* **Work to do**
Convert everything in the records below from the line containing "For the AR overlay system, where exactly is the light" down to the line containing "[204,20,226,41]" into a two-column CSV with the columns text and answer. Put each text with its answer in one row, each in a single quoted field with line breaks turned into spaces.

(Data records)
▬▬▬▬▬▬▬▬▬▬
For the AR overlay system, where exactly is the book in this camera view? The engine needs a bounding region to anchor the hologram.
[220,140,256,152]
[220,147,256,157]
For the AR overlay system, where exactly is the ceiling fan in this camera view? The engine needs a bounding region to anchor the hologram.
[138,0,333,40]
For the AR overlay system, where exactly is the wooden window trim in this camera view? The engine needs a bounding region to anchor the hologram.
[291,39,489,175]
▬▬▬▬▬▬▬▬▬▬
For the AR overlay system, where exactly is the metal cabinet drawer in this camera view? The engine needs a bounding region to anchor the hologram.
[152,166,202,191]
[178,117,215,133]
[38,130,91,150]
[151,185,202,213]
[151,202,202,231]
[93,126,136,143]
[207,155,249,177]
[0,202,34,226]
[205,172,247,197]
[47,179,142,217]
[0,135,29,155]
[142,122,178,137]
▬▬▬▬▬▬▬▬▬▬
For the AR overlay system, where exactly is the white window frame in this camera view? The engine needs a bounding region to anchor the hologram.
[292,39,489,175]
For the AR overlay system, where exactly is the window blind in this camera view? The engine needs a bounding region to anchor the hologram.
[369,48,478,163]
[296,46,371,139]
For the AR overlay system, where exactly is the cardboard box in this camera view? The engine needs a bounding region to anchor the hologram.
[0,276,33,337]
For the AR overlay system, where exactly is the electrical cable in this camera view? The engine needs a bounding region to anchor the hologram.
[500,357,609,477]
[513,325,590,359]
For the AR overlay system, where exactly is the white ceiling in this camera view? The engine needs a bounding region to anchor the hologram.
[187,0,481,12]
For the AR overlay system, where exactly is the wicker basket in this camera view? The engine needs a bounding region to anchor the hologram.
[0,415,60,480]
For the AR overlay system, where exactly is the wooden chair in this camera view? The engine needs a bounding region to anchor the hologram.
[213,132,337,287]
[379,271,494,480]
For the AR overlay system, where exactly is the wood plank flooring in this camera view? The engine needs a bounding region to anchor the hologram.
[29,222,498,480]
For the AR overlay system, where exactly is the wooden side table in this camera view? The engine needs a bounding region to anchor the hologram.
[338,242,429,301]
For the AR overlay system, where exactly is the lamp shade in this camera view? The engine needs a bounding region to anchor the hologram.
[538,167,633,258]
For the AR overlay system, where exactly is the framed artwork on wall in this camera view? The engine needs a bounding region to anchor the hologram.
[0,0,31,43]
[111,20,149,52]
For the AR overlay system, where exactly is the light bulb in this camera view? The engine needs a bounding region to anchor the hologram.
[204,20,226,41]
▬▬▬▬▬▬▬▬▬▬
* **The solution**
text,answer
"For the AR overlay system, where exactly is the light bulb in this camera view? The engine needs a bounding region to anchor the hologram.","[204,20,226,41]"